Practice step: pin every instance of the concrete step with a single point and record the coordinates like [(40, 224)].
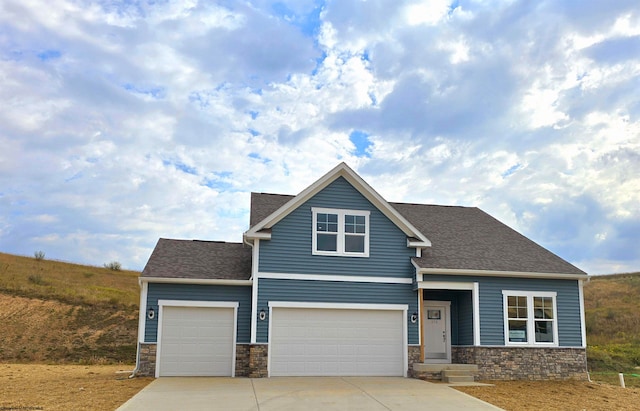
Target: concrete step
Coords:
[(452, 379), (421, 367), (455, 373)]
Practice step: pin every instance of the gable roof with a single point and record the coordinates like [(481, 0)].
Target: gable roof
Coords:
[(193, 259), (463, 238), (261, 227), (468, 239)]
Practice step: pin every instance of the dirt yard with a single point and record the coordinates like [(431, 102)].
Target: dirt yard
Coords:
[(560, 396), (103, 387), (66, 387)]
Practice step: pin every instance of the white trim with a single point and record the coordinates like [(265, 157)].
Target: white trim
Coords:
[(142, 315), (255, 261), (341, 170), (201, 281), (447, 328), (476, 314), (583, 326), (338, 306), (419, 322), (344, 306), (341, 278), (269, 340), (493, 273), (451, 285), (341, 234), (203, 304), (531, 338)]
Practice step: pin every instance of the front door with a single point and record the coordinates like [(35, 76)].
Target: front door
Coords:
[(437, 331)]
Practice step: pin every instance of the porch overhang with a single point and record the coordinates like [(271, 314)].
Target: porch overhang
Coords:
[(421, 272)]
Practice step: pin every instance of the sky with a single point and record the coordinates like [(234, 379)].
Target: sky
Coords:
[(125, 121)]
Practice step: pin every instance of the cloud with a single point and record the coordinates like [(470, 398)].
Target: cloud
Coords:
[(124, 122)]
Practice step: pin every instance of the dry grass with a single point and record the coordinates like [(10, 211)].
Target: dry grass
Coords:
[(35, 330), (66, 387), (612, 306), (66, 282)]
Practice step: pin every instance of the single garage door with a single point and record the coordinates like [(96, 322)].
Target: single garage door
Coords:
[(196, 341), (336, 342)]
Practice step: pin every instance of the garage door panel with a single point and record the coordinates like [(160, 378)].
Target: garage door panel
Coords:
[(317, 342), (197, 341)]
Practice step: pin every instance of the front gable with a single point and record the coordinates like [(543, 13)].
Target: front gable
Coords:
[(262, 230), (290, 248)]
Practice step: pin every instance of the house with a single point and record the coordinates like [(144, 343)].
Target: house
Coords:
[(338, 281)]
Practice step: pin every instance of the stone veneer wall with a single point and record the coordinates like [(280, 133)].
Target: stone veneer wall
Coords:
[(251, 360), (258, 360), (147, 366), (520, 363), (242, 360)]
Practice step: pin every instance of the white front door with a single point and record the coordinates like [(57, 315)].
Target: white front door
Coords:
[(437, 331)]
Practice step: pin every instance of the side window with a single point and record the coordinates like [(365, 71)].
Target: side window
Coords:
[(530, 318), (327, 232), (340, 232)]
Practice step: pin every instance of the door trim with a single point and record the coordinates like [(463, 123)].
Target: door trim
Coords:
[(198, 304), (342, 306), (447, 308)]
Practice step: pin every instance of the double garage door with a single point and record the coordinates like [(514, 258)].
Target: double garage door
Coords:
[(336, 342), (199, 341), (196, 341)]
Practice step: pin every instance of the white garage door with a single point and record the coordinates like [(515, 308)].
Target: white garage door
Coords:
[(336, 342), (196, 341)]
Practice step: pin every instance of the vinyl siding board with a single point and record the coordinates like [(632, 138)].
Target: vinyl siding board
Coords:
[(491, 301), (334, 292), (290, 247), (194, 292)]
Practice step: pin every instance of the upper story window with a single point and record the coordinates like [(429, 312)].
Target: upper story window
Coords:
[(530, 318), (340, 232)]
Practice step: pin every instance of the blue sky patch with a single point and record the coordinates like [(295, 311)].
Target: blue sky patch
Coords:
[(511, 170), (49, 55), (360, 139), (179, 165)]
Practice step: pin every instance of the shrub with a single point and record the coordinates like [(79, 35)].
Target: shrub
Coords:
[(37, 279), (113, 266)]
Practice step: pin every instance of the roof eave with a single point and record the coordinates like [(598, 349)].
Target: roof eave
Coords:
[(201, 281), (497, 273)]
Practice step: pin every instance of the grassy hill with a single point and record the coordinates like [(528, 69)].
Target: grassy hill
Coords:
[(52, 311), (612, 315)]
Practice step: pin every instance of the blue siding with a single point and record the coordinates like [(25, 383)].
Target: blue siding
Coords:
[(335, 292), (465, 318), (192, 292), (289, 250), (491, 310)]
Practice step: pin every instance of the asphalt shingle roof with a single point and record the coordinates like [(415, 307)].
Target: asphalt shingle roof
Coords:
[(461, 238), (199, 260)]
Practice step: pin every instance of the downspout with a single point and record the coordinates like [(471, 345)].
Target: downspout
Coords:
[(140, 314)]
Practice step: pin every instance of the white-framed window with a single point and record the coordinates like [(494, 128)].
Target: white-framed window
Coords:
[(530, 318), (340, 232)]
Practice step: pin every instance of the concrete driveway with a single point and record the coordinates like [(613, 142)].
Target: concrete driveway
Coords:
[(300, 393)]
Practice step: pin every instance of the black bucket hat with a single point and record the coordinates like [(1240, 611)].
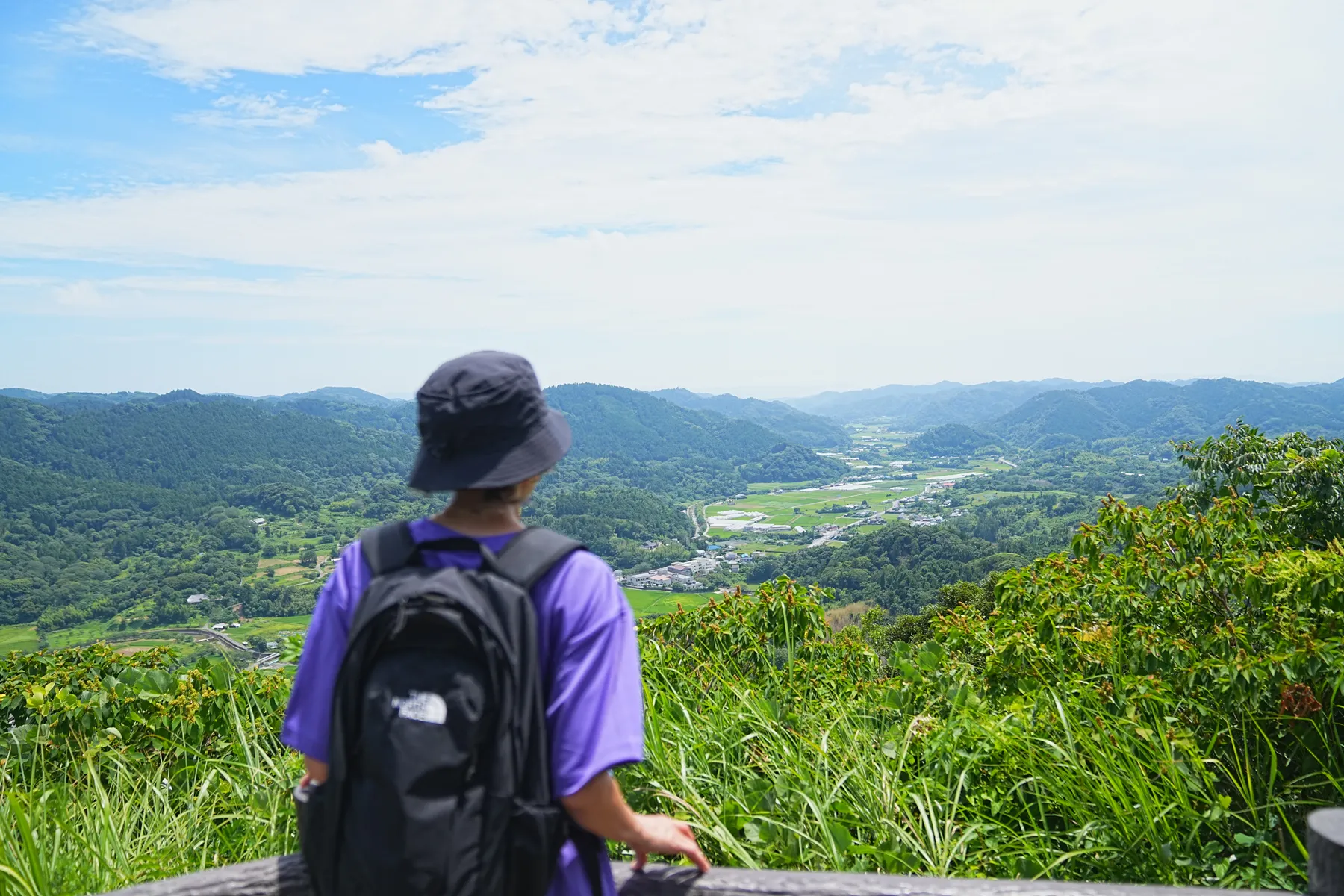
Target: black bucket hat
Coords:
[(484, 425)]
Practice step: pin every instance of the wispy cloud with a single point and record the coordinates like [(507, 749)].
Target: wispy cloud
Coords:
[(867, 171), (269, 111)]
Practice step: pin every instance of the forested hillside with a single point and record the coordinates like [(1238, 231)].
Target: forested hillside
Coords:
[(1157, 706), (1048, 413), (644, 441), (119, 508), (134, 505), (777, 417), (1157, 411), (917, 408)]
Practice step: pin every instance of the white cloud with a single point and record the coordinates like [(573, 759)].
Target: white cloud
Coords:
[(270, 111), (948, 181)]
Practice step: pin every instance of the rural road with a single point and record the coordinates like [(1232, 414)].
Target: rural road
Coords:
[(208, 633)]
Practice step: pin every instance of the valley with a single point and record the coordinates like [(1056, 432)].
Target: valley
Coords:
[(1018, 625)]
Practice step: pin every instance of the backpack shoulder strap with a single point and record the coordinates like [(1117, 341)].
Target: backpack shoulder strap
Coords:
[(388, 547), (532, 553)]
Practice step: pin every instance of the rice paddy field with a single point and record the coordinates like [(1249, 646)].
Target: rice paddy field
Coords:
[(25, 637), (796, 505)]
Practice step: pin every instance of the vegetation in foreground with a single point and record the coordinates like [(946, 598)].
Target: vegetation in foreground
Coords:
[(1160, 706)]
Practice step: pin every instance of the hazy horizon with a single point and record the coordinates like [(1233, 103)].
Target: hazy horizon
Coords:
[(776, 199), (410, 394)]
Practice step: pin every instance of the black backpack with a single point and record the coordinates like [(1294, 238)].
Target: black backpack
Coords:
[(438, 765)]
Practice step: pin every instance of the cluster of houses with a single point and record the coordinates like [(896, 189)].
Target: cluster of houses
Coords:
[(680, 576)]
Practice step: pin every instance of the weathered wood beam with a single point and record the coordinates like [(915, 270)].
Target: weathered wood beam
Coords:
[(287, 876)]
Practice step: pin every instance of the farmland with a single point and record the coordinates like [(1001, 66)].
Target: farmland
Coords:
[(808, 507)]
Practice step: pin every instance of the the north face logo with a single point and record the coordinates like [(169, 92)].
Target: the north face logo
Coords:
[(421, 706)]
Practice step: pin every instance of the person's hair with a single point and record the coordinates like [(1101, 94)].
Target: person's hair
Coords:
[(495, 496), (502, 494)]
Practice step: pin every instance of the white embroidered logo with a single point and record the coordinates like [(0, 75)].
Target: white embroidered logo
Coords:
[(421, 706)]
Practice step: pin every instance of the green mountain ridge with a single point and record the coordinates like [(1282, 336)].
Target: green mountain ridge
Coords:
[(789, 422), (1156, 411)]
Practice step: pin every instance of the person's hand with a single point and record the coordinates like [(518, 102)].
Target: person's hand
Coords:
[(665, 836)]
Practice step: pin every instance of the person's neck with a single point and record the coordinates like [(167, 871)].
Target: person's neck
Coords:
[(480, 523)]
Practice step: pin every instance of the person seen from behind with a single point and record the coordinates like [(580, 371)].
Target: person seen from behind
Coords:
[(488, 437)]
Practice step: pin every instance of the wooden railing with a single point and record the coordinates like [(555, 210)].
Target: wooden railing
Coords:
[(287, 876)]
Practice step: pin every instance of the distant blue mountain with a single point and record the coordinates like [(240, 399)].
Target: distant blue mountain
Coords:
[(789, 422)]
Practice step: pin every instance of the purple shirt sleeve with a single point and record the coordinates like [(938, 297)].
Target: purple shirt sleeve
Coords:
[(596, 709), (309, 712), (588, 647)]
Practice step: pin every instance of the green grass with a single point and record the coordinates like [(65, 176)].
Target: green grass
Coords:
[(648, 602)]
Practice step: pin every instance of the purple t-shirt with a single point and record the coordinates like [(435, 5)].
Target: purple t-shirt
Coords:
[(591, 664)]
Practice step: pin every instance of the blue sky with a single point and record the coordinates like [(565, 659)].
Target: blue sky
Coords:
[(273, 195)]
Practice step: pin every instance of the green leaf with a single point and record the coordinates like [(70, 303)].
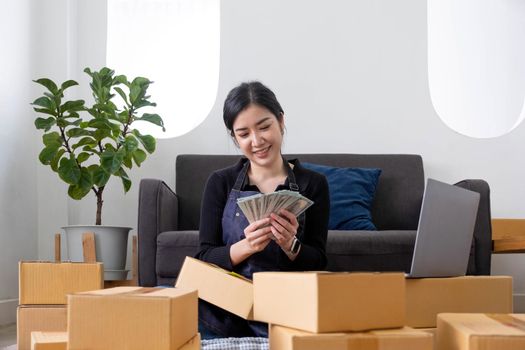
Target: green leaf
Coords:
[(127, 161), (82, 157), (126, 182), (49, 84), (45, 110), (69, 171), (67, 84), (140, 81), (130, 144), (144, 103), (85, 141), (48, 154), (120, 79), (100, 176), (83, 187), (100, 123), (45, 124), (153, 118), (147, 141), (76, 132), (122, 94), (72, 106), (54, 162), (45, 102), (134, 93), (52, 138), (111, 161), (139, 156)]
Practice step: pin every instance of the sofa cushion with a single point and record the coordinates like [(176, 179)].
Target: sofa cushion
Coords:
[(172, 249), (352, 192)]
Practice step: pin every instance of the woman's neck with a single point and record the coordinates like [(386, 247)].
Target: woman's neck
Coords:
[(258, 173)]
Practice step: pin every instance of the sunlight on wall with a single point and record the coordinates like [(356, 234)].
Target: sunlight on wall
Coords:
[(176, 44), (476, 64)]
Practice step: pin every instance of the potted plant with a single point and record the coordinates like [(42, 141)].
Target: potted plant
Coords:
[(86, 145)]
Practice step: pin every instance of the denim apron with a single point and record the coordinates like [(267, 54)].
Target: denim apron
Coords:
[(234, 222), (217, 321)]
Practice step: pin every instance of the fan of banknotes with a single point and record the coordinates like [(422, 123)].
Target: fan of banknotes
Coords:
[(260, 206)]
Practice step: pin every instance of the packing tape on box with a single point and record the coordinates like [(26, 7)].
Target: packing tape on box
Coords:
[(508, 320)]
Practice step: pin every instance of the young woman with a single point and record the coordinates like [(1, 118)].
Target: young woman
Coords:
[(281, 242)]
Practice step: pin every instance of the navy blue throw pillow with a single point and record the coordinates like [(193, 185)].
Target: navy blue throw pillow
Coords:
[(352, 191)]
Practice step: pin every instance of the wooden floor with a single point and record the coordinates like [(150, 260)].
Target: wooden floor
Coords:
[(7, 336)]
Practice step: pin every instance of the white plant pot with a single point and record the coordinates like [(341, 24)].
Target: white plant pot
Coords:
[(111, 245)]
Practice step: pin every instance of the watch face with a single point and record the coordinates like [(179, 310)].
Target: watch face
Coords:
[(295, 246)]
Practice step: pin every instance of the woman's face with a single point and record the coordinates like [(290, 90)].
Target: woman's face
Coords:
[(259, 135)]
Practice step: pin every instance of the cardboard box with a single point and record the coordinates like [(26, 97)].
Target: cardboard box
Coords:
[(193, 344), (43, 318), (219, 287), (432, 331), (481, 331), (48, 340), (427, 297), (330, 302), (282, 338), (48, 283), (132, 318)]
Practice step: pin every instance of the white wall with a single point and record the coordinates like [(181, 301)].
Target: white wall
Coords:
[(18, 235), (351, 76)]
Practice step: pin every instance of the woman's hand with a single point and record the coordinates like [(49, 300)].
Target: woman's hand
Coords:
[(284, 228), (258, 235)]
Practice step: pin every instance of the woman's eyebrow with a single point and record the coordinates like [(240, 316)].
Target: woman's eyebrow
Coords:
[(258, 123)]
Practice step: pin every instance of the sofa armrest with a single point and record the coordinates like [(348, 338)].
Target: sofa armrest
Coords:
[(483, 228), (158, 212)]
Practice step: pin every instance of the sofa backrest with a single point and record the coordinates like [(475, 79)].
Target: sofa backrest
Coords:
[(396, 205)]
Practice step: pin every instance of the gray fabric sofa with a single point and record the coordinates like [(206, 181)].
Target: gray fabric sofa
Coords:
[(168, 221)]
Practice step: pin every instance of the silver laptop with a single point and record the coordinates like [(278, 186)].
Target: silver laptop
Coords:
[(445, 230)]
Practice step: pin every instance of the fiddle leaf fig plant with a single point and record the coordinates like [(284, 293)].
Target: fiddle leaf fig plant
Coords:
[(86, 145)]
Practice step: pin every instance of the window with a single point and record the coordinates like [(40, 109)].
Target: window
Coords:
[(175, 43)]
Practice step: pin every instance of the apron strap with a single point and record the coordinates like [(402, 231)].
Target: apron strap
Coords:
[(242, 175)]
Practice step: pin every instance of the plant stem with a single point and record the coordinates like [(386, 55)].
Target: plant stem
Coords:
[(98, 220)]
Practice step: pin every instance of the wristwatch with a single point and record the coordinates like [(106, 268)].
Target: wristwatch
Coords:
[(296, 245)]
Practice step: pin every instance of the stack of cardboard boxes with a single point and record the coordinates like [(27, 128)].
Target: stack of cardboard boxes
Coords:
[(305, 310), (133, 318), (43, 287), (311, 310), (63, 305)]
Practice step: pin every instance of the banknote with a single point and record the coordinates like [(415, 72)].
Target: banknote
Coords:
[(260, 206)]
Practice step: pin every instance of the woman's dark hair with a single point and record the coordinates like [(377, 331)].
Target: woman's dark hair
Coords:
[(246, 94)]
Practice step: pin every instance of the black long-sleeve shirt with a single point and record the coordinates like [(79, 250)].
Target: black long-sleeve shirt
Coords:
[(312, 185)]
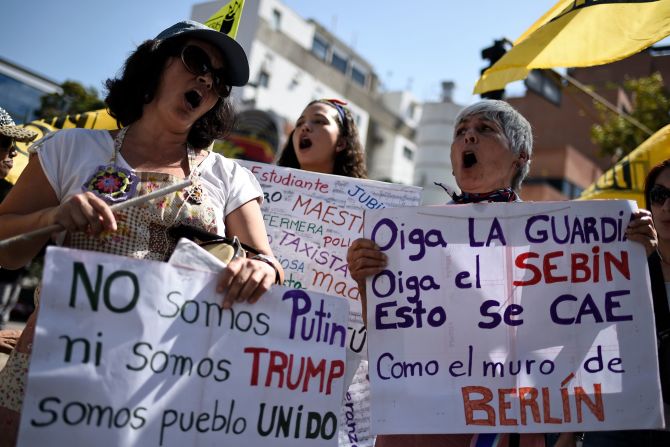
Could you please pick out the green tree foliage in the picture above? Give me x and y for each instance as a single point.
(75, 99)
(651, 107)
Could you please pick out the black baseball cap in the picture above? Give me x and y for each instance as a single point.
(237, 64)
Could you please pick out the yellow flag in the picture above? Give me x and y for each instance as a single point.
(227, 19)
(626, 179)
(581, 33)
(97, 119)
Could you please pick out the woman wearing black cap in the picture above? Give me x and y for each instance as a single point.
(172, 99)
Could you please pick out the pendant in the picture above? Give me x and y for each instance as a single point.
(112, 183)
(194, 194)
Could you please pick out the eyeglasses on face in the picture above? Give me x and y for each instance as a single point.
(659, 194)
(196, 60)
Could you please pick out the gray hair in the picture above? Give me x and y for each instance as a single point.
(516, 128)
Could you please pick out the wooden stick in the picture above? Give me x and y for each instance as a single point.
(116, 207)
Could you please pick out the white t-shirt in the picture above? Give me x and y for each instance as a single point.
(69, 158)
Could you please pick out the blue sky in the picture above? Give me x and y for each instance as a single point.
(412, 45)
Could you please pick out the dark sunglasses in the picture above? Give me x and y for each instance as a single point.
(659, 194)
(197, 61)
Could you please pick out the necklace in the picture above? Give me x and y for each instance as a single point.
(114, 183)
(194, 193)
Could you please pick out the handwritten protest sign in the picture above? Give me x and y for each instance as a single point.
(311, 220)
(511, 318)
(140, 353)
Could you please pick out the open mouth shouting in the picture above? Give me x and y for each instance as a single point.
(469, 159)
(193, 98)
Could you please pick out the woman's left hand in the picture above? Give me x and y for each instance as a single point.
(641, 229)
(245, 279)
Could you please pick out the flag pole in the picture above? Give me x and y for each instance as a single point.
(117, 207)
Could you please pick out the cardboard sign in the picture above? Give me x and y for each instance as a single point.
(140, 353)
(311, 220)
(524, 317)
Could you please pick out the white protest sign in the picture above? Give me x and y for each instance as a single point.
(311, 220)
(524, 317)
(140, 353)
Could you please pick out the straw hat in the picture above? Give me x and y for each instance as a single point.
(9, 129)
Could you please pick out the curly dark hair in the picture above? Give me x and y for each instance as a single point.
(650, 181)
(139, 81)
(349, 162)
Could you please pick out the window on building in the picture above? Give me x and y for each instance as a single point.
(263, 78)
(276, 19)
(320, 47)
(339, 61)
(411, 110)
(358, 75)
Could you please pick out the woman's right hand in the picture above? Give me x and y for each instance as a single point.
(84, 212)
(365, 258)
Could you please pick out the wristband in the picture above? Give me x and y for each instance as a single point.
(268, 260)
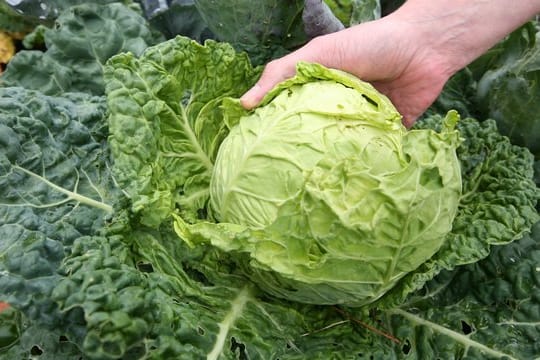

» **Task objective**:
Count every line in the listing where the string "houses" occurs. Give the total alone.

» **Exercise result**:
2